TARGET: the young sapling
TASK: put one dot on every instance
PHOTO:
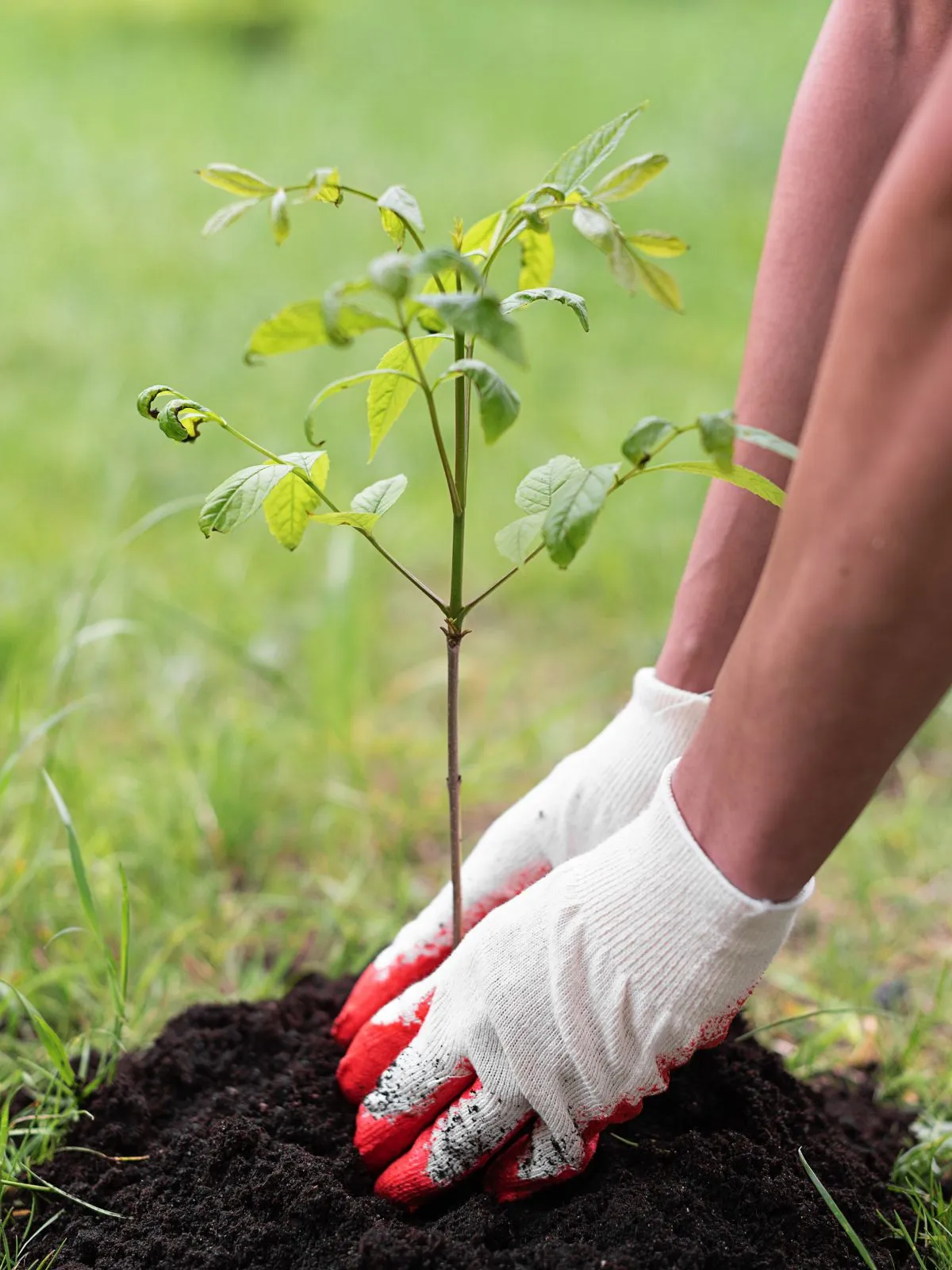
(438, 305)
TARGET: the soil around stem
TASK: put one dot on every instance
(251, 1168)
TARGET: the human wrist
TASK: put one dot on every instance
(747, 859)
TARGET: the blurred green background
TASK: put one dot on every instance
(257, 736)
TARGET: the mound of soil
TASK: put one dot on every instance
(251, 1168)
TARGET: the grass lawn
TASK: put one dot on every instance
(257, 737)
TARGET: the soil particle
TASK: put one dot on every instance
(251, 1168)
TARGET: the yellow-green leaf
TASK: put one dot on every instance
(630, 178)
(655, 243)
(289, 505)
(355, 520)
(479, 238)
(536, 260)
(389, 395)
(659, 285)
(736, 475)
(235, 181)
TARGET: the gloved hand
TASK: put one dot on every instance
(562, 1011)
(582, 802)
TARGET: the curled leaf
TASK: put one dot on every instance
(499, 404)
(228, 215)
(645, 437)
(378, 498)
(579, 163)
(536, 258)
(574, 511)
(630, 178)
(479, 315)
(235, 181)
(520, 298)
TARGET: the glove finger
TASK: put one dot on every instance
(385, 979)
(399, 967)
(378, 1043)
(406, 1100)
(463, 1138)
(537, 1160)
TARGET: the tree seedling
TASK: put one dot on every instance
(441, 310)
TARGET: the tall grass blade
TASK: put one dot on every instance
(837, 1212)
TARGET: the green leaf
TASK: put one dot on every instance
(393, 275)
(228, 215)
(446, 260)
(281, 221)
(717, 435)
(520, 298)
(645, 437)
(574, 511)
(536, 260)
(378, 498)
(289, 505)
(537, 489)
(79, 869)
(324, 187)
(305, 325)
(51, 1043)
(389, 395)
(355, 520)
(393, 228)
(235, 181)
(736, 475)
(630, 178)
(597, 226)
(479, 238)
(239, 497)
(400, 203)
(766, 441)
(517, 541)
(655, 243)
(499, 404)
(479, 315)
(578, 164)
(659, 285)
(343, 385)
(294, 328)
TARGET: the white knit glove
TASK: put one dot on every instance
(582, 802)
(564, 1010)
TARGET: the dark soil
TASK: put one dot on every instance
(251, 1168)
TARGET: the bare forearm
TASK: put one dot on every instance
(848, 643)
(867, 73)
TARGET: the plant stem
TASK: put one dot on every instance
(454, 776)
(435, 418)
(455, 632)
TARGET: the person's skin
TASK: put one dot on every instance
(847, 645)
(867, 73)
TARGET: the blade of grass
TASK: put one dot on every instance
(837, 1212)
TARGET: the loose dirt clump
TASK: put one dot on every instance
(251, 1168)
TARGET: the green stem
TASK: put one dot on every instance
(433, 413)
(366, 533)
(455, 633)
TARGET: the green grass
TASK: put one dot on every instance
(257, 738)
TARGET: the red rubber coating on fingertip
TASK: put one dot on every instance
(381, 1140)
(374, 1048)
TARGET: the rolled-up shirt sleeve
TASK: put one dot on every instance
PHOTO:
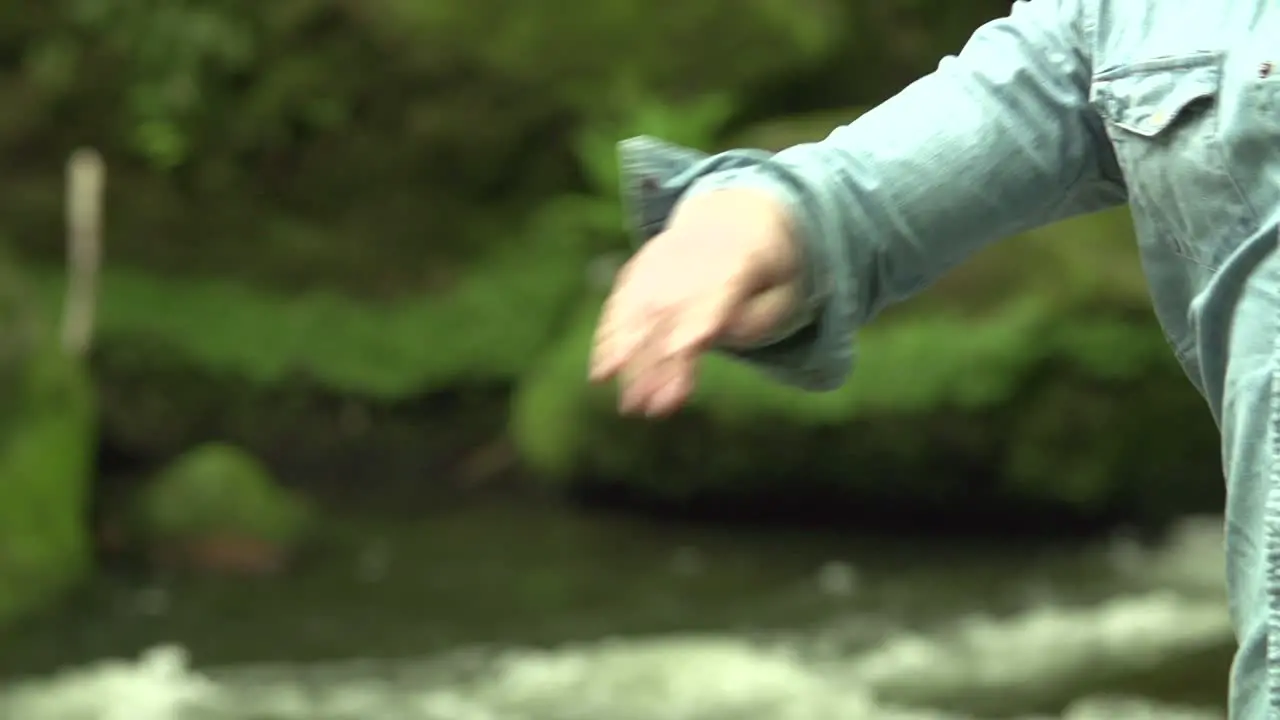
(999, 140)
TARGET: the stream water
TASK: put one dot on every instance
(502, 613)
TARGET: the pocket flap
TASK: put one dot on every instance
(1147, 98)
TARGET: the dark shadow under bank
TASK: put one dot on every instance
(981, 518)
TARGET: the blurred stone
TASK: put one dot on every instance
(218, 509)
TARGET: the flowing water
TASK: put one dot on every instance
(534, 614)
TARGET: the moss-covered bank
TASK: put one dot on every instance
(48, 432)
(1033, 376)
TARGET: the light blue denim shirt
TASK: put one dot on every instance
(1065, 106)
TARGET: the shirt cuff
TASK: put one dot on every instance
(810, 350)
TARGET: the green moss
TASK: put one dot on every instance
(487, 326)
(1048, 376)
(215, 490)
(46, 456)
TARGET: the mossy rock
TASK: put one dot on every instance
(1033, 376)
(220, 491)
(48, 440)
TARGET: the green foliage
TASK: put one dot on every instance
(1024, 361)
(487, 327)
(46, 456)
(219, 488)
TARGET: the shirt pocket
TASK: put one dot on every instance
(1162, 119)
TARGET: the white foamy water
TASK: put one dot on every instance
(863, 668)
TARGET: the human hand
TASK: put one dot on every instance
(725, 270)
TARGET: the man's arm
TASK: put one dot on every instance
(996, 141)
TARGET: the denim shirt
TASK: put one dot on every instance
(1063, 108)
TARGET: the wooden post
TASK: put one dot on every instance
(86, 182)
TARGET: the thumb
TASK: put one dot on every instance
(760, 317)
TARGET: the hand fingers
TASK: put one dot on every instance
(620, 329)
(658, 390)
(654, 382)
(760, 315)
(699, 322)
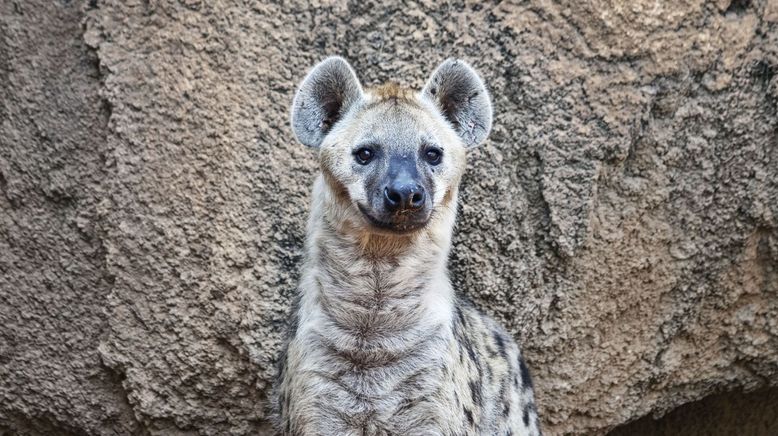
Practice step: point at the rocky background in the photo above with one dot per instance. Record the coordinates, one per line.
(622, 220)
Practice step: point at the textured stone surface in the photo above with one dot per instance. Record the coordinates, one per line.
(621, 221)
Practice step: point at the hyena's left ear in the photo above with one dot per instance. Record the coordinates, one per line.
(462, 98)
(324, 96)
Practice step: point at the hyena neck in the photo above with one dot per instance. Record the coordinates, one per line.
(371, 290)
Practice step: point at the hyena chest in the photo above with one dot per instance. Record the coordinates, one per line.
(375, 392)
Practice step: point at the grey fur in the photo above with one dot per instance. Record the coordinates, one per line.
(326, 93)
(380, 344)
(461, 96)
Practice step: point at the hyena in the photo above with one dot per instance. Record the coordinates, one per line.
(380, 344)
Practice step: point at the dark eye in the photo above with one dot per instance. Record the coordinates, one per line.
(433, 156)
(364, 155)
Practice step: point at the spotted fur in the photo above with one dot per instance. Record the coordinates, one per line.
(380, 344)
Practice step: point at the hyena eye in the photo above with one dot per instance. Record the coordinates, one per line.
(433, 155)
(364, 155)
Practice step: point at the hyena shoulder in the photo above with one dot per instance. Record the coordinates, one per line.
(493, 374)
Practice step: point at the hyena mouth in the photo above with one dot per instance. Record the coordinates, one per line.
(397, 223)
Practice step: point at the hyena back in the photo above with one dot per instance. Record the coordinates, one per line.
(380, 343)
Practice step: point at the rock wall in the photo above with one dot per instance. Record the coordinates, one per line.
(622, 220)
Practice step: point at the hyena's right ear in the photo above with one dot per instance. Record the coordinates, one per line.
(324, 96)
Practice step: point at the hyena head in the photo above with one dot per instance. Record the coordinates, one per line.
(392, 157)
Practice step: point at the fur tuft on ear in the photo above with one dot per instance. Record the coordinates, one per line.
(460, 95)
(324, 96)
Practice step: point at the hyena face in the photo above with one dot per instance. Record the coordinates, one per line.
(393, 157)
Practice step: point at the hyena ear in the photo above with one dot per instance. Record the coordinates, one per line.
(324, 96)
(462, 98)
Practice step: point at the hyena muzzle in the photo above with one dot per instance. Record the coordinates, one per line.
(380, 344)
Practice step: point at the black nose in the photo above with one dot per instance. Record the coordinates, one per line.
(403, 196)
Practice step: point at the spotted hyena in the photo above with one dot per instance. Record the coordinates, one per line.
(380, 344)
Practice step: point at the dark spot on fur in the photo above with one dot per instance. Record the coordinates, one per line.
(500, 344)
(468, 415)
(525, 377)
(475, 392)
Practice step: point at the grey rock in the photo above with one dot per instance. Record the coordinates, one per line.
(621, 221)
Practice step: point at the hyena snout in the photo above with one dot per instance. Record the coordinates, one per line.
(404, 195)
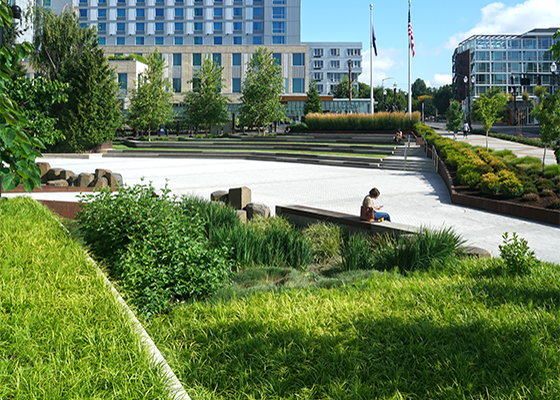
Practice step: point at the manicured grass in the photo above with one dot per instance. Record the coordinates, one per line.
(62, 333)
(467, 333)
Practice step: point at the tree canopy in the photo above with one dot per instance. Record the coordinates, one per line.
(150, 102)
(261, 91)
(205, 105)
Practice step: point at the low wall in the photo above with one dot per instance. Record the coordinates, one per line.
(302, 216)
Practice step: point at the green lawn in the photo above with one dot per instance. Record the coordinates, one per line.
(470, 333)
(62, 333)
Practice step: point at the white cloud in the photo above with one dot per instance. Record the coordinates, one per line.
(439, 80)
(496, 18)
(383, 64)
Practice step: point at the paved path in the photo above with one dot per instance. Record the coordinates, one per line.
(416, 198)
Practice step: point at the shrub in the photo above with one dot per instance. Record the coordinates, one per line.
(489, 184)
(325, 239)
(510, 186)
(428, 248)
(516, 257)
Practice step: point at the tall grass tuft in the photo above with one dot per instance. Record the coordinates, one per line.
(362, 122)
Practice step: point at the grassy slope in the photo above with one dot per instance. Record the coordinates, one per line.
(471, 334)
(62, 333)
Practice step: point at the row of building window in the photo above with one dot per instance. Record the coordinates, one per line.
(197, 40)
(179, 13)
(335, 52)
(335, 64)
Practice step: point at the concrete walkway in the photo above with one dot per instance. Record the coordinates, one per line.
(415, 198)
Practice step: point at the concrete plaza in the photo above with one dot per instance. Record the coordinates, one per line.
(415, 198)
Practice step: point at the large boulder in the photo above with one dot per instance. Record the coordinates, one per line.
(219, 195)
(84, 179)
(254, 209)
(239, 197)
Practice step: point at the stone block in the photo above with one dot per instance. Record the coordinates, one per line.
(242, 215)
(100, 173)
(57, 182)
(219, 195)
(239, 197)
(254, 209)
(84, 179)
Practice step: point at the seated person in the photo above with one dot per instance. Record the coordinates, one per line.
(369, 212)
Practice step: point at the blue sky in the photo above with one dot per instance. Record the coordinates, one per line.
(438, 26)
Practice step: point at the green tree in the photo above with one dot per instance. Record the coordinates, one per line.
(205, 105)
(71, 55)
(313, 102)
(547, 112)
(150, 103)
(18, 151)
(261, 91)
(487, 108)
(455, 116)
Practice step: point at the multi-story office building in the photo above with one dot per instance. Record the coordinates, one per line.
(493, 60)
(330, 62)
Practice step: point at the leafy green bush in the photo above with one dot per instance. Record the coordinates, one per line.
(159, 253)
(516, 256)
(510, 186)
(489, 184)
(325, 239)
(426, 249)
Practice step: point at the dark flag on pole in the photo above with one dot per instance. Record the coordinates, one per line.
(411, 36)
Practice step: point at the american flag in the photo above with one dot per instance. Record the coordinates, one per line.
(410, 34)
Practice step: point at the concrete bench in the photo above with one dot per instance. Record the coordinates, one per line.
(302, 216)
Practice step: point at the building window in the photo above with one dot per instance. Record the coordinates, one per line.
(278, 12)
(280, 27)
(177, 59)
(217, 58)
(236, 59)
(298, 59)
(298, 85)
(122, 79)
(236, 85)
(176, 85)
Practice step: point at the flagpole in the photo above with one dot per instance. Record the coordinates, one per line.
(371, 60)
(409, 67)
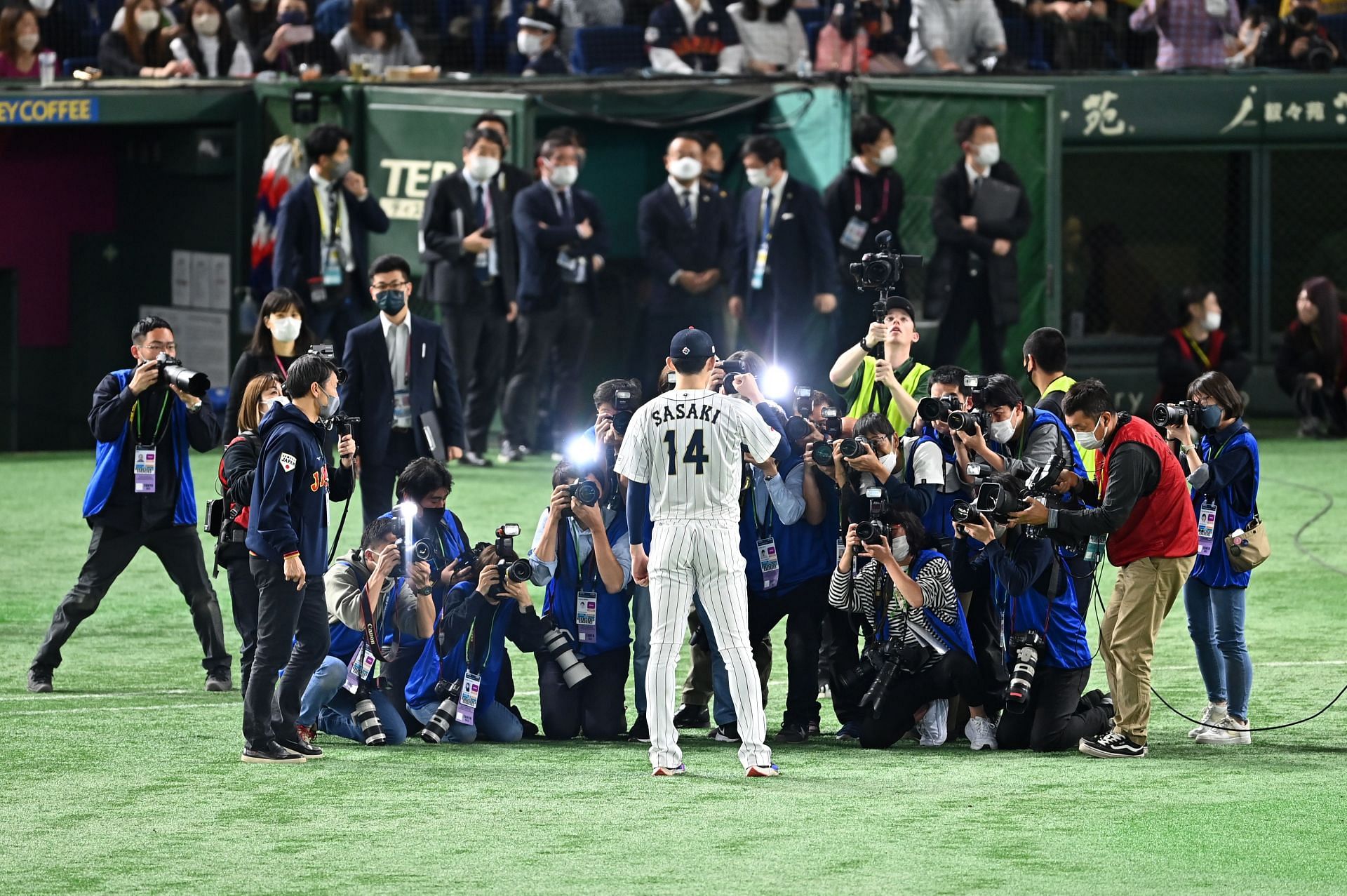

■ Aim of the task ■
From the first line of the material down to the line containing "TARGET: the green leaf", inclusive, return each line exactly, skipping any picture.

■ Solution to the exercise ■
TARGET: the young sapling
TASK: put one dot on every instance
PHOTO:
(438, 305)
TARGET: the soil around stem
TASK: put one dot on every instance
(251, 1168)
TARGET: the human wrist
TASK: put one dot on every instance
(747, 859)
TARGET: the blurred green background
TASK: put one dot on every instance
(257, 736)
TARGET: the mound of soil
TASK: put one dot on every instance
(251, 1168)
TARGET: the grass lawn
TASK: put one dot on every instance
(257, 737)
TARGET: the soil particle
TASK: put one dot on every instance
(251, 1168)
TARGET: the yellow-green leaf
TASK: put one dot on every instance
(630, 178)
(655, 243)
(289, 505)
(355, 520)
(479, 238)
(536, 260)
(389, 395)
(659, 285)
(736, 475)
(235, 181)
TARGET: the gloved hand
TASK: put one dot on every instance
(562, 1011)
(582, 802)
TARGET: the curled leaf
TASK: put one dot on every instance
(499, 404)
(228, 215)
(645, 437)
(378, 498)
(579, 163)
(536, 258)
(574, 511)
(630, 178)
(479, 315)
(235, 181)
(520, 298)
TARGET: the glove finger
TASK: put one dot on every instance
(385, 979)
(399, 967)
(378, 1043)
(406, 1100)
(463, 1138)
(537, 1160)
TARGET: the tree seedling
TASK: put one dot on every instance
(441, 310)
TARGET: the tall grass blade
TASK: put one dot on every instance
(837, 1212)
TARGET: the green leaf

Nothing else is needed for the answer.